What needs to be done:
Rewrite the lines from the one containing "Spot the wicker" through the one containing "[[267, 100], [266, 121], [171, 100], [258, 116]]", inclusive, changing "bottle" to "flask" and leaving everything else as it is. Return only those lines.

Exercise material:
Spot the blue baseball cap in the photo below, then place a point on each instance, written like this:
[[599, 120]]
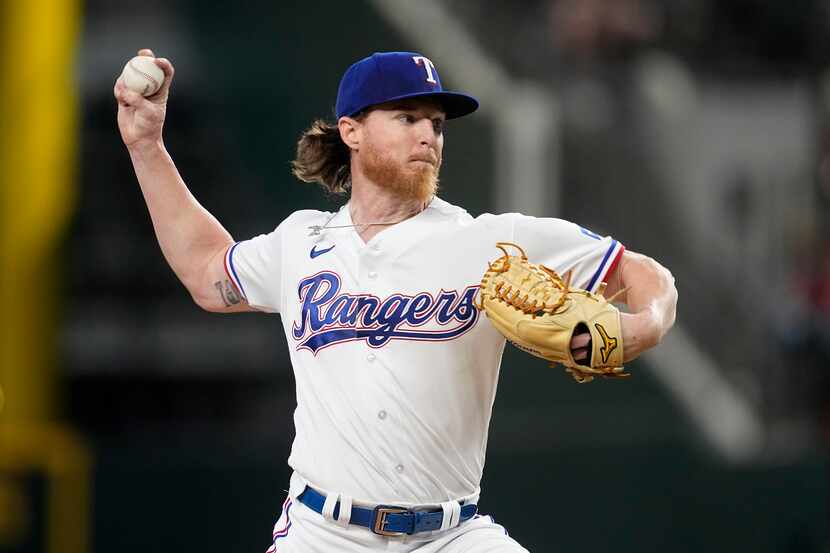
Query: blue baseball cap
[[386, 76]]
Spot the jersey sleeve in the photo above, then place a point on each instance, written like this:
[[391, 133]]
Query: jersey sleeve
[[563, 246], [255, 267]]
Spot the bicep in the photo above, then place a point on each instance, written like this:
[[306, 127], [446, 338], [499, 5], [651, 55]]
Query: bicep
[[218, 292]]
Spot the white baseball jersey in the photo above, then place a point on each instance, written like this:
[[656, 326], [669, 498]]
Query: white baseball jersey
[[396, 370]]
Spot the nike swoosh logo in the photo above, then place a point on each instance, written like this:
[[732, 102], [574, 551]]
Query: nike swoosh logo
[[315, 252]]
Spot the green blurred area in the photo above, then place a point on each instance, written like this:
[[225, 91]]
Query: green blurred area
[[608, 466]]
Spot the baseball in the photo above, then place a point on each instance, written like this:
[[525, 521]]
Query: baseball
[[142, 75]]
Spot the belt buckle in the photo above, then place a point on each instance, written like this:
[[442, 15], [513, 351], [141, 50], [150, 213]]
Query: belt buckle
[[381, 511]]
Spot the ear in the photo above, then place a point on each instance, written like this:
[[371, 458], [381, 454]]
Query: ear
[[351, 132]]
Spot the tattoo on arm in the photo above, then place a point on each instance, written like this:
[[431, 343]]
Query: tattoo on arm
[[226, 290]]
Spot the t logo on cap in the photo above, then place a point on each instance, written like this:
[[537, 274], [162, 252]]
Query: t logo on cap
[[389, 76], [427, 63]]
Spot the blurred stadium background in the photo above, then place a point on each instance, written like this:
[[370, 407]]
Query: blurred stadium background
[[693, 130]]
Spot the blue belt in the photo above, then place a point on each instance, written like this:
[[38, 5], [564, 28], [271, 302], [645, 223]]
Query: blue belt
[[388, 520]]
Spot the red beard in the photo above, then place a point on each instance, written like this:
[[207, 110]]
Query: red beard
[[416, 181]]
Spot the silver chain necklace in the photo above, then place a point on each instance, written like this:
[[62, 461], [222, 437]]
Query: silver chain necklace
[[317, 229]]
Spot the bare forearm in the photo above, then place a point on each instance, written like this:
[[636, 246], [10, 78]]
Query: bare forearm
[[652, 295], [651, 298], [188, 234]]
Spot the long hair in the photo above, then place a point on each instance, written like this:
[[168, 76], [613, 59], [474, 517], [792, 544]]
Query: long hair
[[322, 157]]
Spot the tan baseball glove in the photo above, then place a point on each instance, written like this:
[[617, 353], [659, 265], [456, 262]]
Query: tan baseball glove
[[539, 312]]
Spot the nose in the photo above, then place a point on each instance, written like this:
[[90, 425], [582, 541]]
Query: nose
[[425, 132]]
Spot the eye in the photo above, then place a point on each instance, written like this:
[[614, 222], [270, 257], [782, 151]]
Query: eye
[[438, 126]]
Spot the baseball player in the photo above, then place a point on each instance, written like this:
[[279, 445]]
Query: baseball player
[[395, 368]]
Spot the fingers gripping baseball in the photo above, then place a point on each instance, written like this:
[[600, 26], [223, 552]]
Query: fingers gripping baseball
[[141, 119]]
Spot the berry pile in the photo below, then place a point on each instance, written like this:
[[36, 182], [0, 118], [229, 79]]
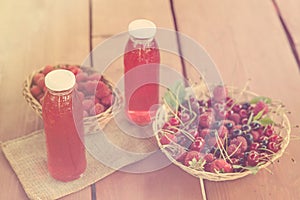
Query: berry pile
[[96, 96], [221, 135]]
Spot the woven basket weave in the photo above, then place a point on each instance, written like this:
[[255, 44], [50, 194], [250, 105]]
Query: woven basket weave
[[284, 131], [91, 123]]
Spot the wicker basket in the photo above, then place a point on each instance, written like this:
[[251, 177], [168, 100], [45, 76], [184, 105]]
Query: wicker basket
[[91, 123], [284, 131]]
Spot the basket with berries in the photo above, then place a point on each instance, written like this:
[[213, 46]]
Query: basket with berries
[[223, 135], [96, 93]]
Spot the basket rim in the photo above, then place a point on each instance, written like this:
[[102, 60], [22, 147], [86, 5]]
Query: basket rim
[[224, 176], [37, 107]]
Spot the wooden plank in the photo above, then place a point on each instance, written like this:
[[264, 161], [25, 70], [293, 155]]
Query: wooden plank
[[246, 40], [34, 34], [289, 11]]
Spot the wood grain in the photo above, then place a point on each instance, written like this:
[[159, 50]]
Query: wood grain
[[34, 34], [289, 11], [246, 40]]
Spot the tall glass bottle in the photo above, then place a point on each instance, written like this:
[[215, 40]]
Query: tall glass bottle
[[63, 125], [141, 62]]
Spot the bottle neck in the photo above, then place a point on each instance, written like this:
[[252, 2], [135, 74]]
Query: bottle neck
[[145, 42], [61, 93]]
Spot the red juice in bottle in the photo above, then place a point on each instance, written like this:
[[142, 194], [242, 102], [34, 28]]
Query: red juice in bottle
[[141, 52], [63, 125]]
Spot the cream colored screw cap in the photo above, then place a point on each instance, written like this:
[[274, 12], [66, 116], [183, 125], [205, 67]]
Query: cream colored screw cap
[[60, 80], [142, 29]]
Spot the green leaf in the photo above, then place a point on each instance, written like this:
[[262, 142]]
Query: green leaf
[[267, 100], [266, 121], [171, 100], [258, 116]]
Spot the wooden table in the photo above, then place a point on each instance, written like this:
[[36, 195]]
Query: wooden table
[[257, 40]]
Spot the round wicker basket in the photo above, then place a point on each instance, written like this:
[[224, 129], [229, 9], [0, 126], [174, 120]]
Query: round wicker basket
[[283, 129], [91, 123]]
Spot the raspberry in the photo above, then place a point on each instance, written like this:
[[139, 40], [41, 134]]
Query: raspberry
[[190, 155], [89, 87], [255, 135], [108, 100], [220, 165], [235, 117], [204, 132], [209, 158], [198, 144], [35, 91], [240, 141], [167, 138], [222, 131], [97, 109], [220, 93], [233, 151], [87, 104], [206, 120], [253, 158], [259, 107], [102, 90]]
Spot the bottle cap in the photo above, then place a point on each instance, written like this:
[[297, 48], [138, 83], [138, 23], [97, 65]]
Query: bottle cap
[[142, 29], [60, 80]]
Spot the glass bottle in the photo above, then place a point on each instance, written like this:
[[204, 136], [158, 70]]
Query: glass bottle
[[63, 124], [141, 52]]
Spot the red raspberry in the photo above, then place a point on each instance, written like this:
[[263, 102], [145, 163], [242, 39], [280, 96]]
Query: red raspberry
[[102, 90], [209, 158], [35, 91], [253, 158], [240, 141], [259, 107], [220, 93], [97, 109], [180, 157], [204, 132], [87, 104], [108, 100], [206, 119], [222, 131], [255, 135], [235, 117], [273, 146], [243, 113], [190, 155], [233, 151], [198, 144], [167, 138], [89, 87], [220, 165]]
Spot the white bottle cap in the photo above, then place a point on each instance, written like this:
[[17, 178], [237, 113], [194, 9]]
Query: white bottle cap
[[60, 80], [142, 29]]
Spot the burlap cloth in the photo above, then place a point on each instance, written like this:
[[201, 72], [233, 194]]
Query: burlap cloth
[[27, 156]]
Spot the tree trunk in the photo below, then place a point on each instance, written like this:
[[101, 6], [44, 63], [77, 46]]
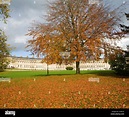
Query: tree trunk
[[77, 67]]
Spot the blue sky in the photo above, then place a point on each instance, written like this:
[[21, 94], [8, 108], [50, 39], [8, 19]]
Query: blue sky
[[23, 13]]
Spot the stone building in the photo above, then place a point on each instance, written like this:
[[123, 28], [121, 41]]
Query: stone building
[[27, 63]]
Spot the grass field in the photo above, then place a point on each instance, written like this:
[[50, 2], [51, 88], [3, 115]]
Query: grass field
[[64, 89]]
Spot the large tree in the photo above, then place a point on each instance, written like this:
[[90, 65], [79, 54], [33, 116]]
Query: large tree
[[77, 29], [4, 48], [117, 60]]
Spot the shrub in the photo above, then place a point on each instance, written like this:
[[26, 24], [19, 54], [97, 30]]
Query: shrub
[[69, 68]]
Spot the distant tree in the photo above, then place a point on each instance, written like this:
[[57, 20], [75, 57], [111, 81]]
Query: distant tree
[[4, 49], [77, 29], [118, 60]]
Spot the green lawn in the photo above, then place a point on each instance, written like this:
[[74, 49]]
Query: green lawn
[[64, 89], [24, 74]]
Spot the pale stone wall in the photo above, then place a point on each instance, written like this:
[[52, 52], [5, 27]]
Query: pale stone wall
[[35, 64]]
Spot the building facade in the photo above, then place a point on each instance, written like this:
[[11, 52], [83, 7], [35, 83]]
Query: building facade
[[27, 63]]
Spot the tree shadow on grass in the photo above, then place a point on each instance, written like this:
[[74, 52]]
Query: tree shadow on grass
[[84, 72]]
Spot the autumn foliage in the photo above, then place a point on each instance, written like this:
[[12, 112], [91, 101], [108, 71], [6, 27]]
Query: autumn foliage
[[67, 91], [84, 30]]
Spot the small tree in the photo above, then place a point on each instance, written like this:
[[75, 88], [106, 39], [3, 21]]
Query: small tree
[[4, 49], [117, 60]]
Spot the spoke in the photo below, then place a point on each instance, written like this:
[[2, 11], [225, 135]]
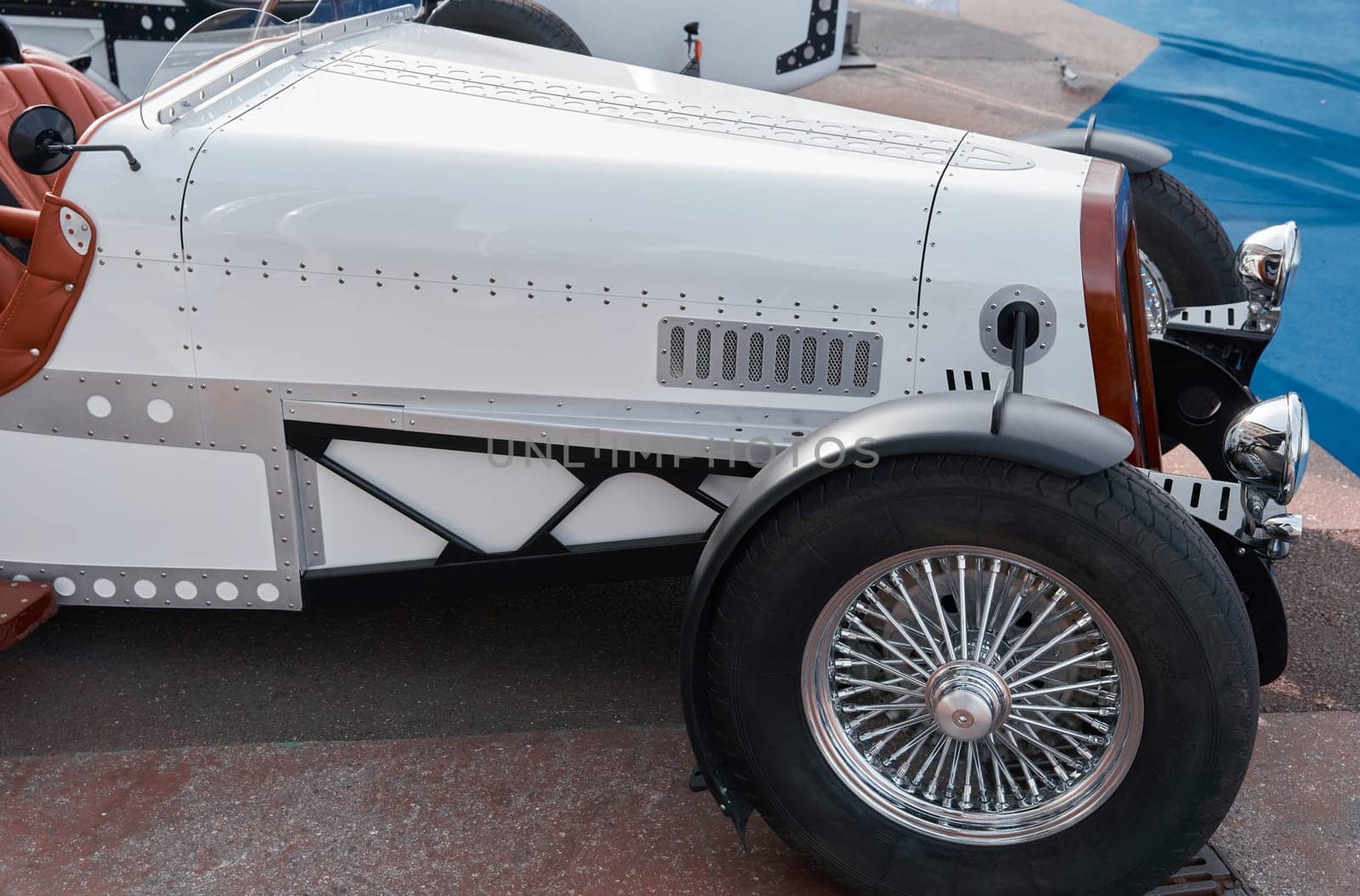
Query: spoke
[[1051, 752], [1094, 684], [1033, 628], [881, 664], [1099, 651], [985, 617], [1074, 627], [911, 605], [1090, 739], [999, 770], [935, 751], [881, 707], [976, 755], [915, 746], [1027, 766], [894, 728], [970, 757], [886, 644], [933, 791], [881, 685], [954, 773], [962, 600], [1026, 582], [901, 628], [935, 596], [1078, 710]]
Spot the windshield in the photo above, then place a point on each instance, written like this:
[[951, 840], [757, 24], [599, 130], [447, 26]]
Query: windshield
[[235, 30]]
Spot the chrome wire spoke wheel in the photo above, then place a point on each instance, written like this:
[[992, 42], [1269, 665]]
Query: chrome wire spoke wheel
[[972, 695]]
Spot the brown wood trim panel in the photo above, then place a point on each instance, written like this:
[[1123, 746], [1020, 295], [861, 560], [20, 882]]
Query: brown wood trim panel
[[1103, 238], [1142, 353]]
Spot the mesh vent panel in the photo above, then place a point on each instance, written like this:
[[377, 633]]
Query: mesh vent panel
[[677, 351], [861, 363], [834, 358], [781, 360], [704, 354], [734, 355]]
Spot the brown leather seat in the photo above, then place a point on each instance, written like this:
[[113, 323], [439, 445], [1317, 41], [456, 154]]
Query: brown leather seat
[[34, 82]]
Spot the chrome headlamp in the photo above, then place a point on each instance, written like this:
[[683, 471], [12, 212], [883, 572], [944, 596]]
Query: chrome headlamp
[[1266, 449], [1266, 261], [1156, 295]]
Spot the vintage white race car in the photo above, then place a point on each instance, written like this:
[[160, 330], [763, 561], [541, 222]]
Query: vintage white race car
[[358, 297]]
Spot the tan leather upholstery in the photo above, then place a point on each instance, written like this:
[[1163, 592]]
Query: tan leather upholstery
[[49, 287], [38, 82]]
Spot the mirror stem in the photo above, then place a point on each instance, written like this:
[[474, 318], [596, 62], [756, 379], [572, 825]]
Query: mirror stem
[[71, 147]]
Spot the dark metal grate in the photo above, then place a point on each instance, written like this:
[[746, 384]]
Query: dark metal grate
[[781, 360], [809, 360], [677, 351], [834, 360], [729, 355], [1204, 875], [861, 363], [704, 354], [754, 355]]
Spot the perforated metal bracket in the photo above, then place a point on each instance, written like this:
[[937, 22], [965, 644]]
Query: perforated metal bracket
[[706, 354], [212, 415]]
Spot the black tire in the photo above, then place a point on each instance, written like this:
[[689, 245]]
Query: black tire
[[1185, 241], [523, 20], [1113, 535]]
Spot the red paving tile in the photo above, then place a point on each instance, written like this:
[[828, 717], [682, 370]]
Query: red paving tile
[[562, 812]]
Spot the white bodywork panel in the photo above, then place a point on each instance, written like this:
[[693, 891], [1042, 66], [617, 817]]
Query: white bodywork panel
[[494, 502], [634, 506], [741, 41], [360, 530], [456, 237], [104, 503]]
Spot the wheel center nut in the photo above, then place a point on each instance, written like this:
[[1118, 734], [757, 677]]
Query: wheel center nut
[[969, 700]]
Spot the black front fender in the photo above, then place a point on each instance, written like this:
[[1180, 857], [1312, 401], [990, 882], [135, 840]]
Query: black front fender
[[1037, 431]]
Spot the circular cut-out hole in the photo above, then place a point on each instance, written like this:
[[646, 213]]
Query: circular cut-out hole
[[160, 410], [99, 407]]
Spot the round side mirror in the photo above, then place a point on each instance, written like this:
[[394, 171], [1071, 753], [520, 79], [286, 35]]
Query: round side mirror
[[36, 135]]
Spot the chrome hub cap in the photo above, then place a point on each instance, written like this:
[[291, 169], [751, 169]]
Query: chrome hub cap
[[967, 699], [972, 695]]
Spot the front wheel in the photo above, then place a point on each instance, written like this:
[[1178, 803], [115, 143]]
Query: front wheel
[[1187, 258], [954, 675], [521, 20]]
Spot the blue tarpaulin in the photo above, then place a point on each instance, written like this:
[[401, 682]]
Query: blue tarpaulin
[[1260, 101]]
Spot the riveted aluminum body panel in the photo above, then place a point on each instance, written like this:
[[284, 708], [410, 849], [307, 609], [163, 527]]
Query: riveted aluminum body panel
[[278, 260], [992, 229]]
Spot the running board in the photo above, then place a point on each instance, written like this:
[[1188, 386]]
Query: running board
[[24, 607]]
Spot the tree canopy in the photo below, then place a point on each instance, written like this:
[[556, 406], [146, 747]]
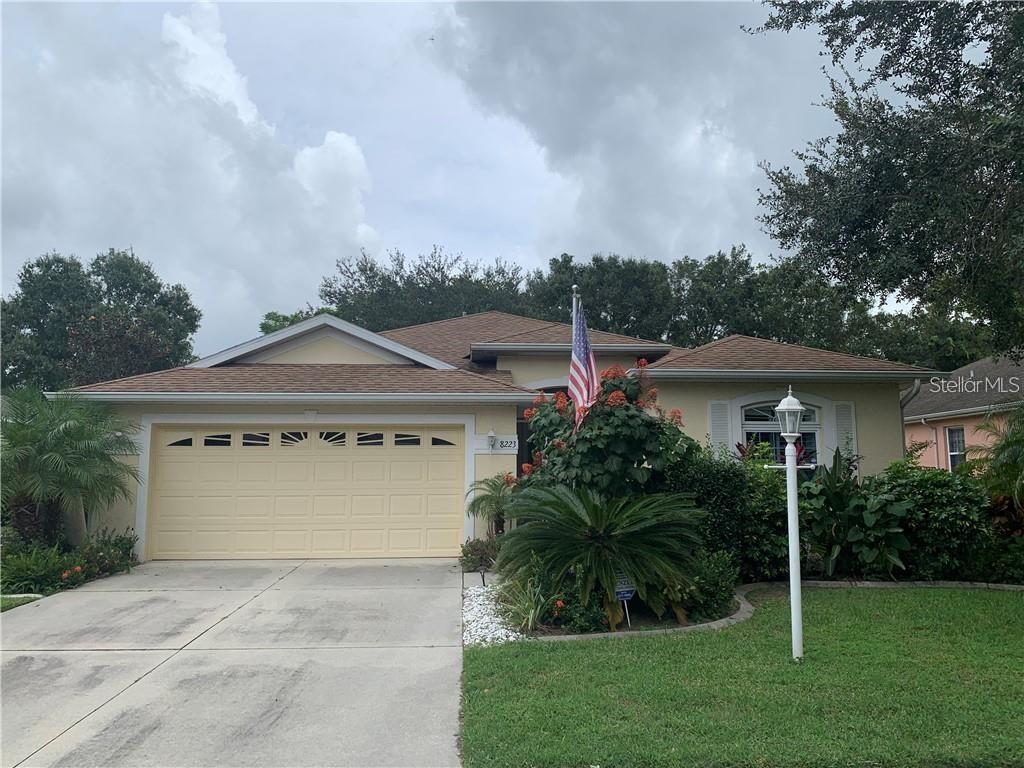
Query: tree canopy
[[68, 325], [921, 193], [687, 302]]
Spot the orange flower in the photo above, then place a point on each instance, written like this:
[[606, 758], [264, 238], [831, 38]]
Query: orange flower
[[561, 401], [616, 398], [615, 372]]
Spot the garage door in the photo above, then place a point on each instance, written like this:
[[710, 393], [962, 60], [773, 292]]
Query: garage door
[[260, 492]]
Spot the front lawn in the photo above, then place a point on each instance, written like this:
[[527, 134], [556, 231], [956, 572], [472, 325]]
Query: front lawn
[[6, 603], [906, 677]]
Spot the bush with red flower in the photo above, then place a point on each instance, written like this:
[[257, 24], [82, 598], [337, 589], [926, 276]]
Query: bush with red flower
[[622, 446]]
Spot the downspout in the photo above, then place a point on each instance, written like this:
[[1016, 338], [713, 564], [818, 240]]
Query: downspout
[[902, 403]]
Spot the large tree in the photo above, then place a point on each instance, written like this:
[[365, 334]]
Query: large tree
[[66, 325], [921, 193], [624, 295], [403, 292]]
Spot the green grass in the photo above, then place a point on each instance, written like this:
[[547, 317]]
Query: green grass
[[6, 603], [909, 677]]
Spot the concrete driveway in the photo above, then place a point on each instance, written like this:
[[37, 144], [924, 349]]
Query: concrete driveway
[[305, 663]]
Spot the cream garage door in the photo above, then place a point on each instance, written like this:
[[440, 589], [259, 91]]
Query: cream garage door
[[260, 492]]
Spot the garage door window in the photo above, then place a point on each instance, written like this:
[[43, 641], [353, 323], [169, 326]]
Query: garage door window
[[333, 438], [369, 438], [291, 439]]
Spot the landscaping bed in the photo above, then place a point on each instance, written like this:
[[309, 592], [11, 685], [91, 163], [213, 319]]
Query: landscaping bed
[[907, 677]]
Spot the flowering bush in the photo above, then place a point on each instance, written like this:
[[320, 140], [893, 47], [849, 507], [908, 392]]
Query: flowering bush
[[622, 446]]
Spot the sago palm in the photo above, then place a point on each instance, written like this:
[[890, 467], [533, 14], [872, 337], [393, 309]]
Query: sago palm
[[65, 452], [649, 540], [488, 500], [1003, 460]]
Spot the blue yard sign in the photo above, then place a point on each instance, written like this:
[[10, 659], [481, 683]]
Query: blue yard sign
[[625, 590]]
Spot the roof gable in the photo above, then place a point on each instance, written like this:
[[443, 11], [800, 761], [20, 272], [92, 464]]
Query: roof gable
[[748, 353], [376, 345], [453, 339]]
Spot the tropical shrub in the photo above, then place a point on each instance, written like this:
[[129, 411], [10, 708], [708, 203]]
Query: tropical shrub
[[947, 518], [623, 445], [745, 506], [39, 569], [66, 453], [649, 540], [857, 527], [574, 614], [712, 588], [488, 500], [526, 597], [45, 569], [107, 552], [1000, 560], [1001, 463], [477, 553]]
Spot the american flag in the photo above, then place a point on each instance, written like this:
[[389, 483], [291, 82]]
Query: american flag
[[584, 382]]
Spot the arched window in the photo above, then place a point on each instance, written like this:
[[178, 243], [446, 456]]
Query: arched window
[[761, 425]]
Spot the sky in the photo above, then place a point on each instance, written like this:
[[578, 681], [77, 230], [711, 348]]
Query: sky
[[243, 148]]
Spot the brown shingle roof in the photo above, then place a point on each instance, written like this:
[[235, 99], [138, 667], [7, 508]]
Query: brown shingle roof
[[309, 378], [749, 353], [994, 383], [451, 340]]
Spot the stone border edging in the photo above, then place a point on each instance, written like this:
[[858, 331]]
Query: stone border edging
[[745, 609]]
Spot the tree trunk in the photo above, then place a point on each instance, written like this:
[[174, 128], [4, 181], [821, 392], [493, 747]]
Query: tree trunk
[[75, 527]]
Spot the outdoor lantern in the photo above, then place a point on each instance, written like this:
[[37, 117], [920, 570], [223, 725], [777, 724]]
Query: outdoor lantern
[[790, 413]]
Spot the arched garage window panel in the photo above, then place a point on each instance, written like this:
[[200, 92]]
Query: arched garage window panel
[[760, 425]]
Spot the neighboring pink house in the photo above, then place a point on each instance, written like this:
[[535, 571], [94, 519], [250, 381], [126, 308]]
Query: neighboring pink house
[[946, 412]]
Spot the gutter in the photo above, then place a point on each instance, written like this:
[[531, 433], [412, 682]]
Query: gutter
[[300, 397], [978, 411], [497, 347], [910, 395], [682, 374]]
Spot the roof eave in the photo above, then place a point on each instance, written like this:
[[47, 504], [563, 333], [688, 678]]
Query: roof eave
[[683, 374], [304, 397], [978, 411], [488, 349], [311, 324]]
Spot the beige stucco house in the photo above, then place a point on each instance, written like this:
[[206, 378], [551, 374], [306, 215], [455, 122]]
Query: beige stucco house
[[325, 439]]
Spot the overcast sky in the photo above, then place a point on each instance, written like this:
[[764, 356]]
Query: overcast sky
[[244, 147]]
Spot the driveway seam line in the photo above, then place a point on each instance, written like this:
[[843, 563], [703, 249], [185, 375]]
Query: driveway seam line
[[151, 671]]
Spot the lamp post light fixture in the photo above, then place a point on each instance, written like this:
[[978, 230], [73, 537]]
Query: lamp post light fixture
[[790, 413]]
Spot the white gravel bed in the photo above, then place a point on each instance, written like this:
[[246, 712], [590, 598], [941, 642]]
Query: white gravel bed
[[480, 623]]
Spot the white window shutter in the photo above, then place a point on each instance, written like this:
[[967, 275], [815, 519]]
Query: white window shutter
[[846, 428], [718, 423]]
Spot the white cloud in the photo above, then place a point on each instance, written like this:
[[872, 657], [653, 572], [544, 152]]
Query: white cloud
[[162, 148], [657, 114]]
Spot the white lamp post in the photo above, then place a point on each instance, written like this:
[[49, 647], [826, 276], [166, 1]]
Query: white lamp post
[[790, 412]]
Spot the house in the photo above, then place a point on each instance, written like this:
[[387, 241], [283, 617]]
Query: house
[[944, 415], [325, 439]]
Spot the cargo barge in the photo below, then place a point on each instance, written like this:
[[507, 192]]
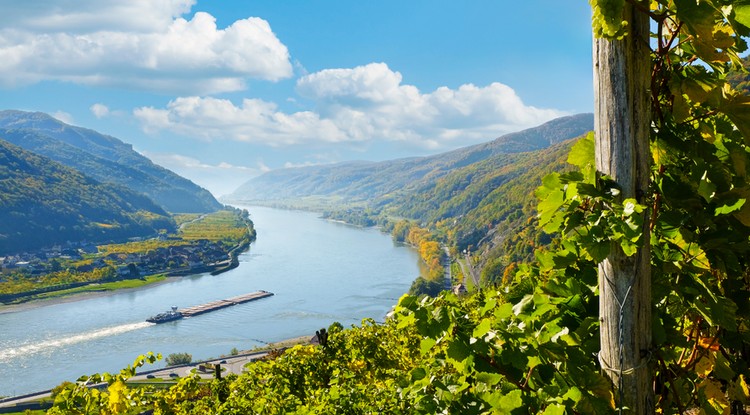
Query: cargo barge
[[176, 314]]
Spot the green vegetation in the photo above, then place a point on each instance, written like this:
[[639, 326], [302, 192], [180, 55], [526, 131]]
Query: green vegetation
[[176, 359], [363, 185], [533, 345], [105, 159], [201, 244], [43, 203]]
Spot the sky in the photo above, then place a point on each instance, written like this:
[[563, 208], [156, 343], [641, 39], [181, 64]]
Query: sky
[[222, 91]]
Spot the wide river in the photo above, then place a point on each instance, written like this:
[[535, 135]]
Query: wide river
[[319, 271]]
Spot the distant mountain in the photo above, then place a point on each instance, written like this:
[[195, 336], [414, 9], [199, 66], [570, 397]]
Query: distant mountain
[[104, 158], [479, 198], [369, 181], [741, 80], [43, 203]]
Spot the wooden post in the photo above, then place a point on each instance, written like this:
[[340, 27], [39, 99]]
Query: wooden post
[[622, 124]]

Final result:
Spot the wicker basket in the photo above, then place a point on each instance, written like this:
[[251, 177], [168, 100], [45, 76], [184, 105]]
Query: wicker basket
[[91, 123], [284, 131]]
Spot the basket with berries in the photo above, then place a point on each instance, written like this:
[[213, 46]]
Query: basket with berries
[[223, 135], [96, 93]]
Spot the basket rim in the photo above, then place a point on each instance, written like this:
[[102, 60], [22, 147], [86, 5]]
Query: basket rim
[[224, 176], [37, 107]]
Spot the wooden plank in the photo above, then place a point on each instance, written like this:
[[264, 161], [25, 70], [293, 155]]
Query: wooden plank
[[246, 40], [34, 34], [289, 11]]
Spot the wood grain in the photo above, then place a point on each instance, written like this:
[[159, 50]]
Query: wood grain
[[34, 34], [289, 11], [246, 40]]
Spot the tall glass flask in the photo above, then place a point on each instance, written like this:
[[215, 40]]
Query: tall glass flask
[[63, 125], [141, 62]]
Spot the flask neck in the photo above, then place a point on each instance, written like this:
[[252, 2], [135, 74]]
Query: flask neck
[[145, 42], [61, 93]]
Spot the red juice in flask in the photo above, then place a point on each instance, written like this:
[[142, 194], [242, 102], [34, 28]]
Query: red juice in flask
[[141, 52], [63, 125]]
Spot the cream colored screw cap in the photo above, then place a point on each instance, written like this:
[[274, 12], [66, 116], [183, 125], [205, 67]]
Query: cream colored screw cap
[[60, 80], [142, 29]]
Spot the green leaf in the photo above, then place a point on each instance, written like this:
[[262, 142]]
Query: green leaf
[[267, 100], [266, 121], [171, 100], [258, 116]]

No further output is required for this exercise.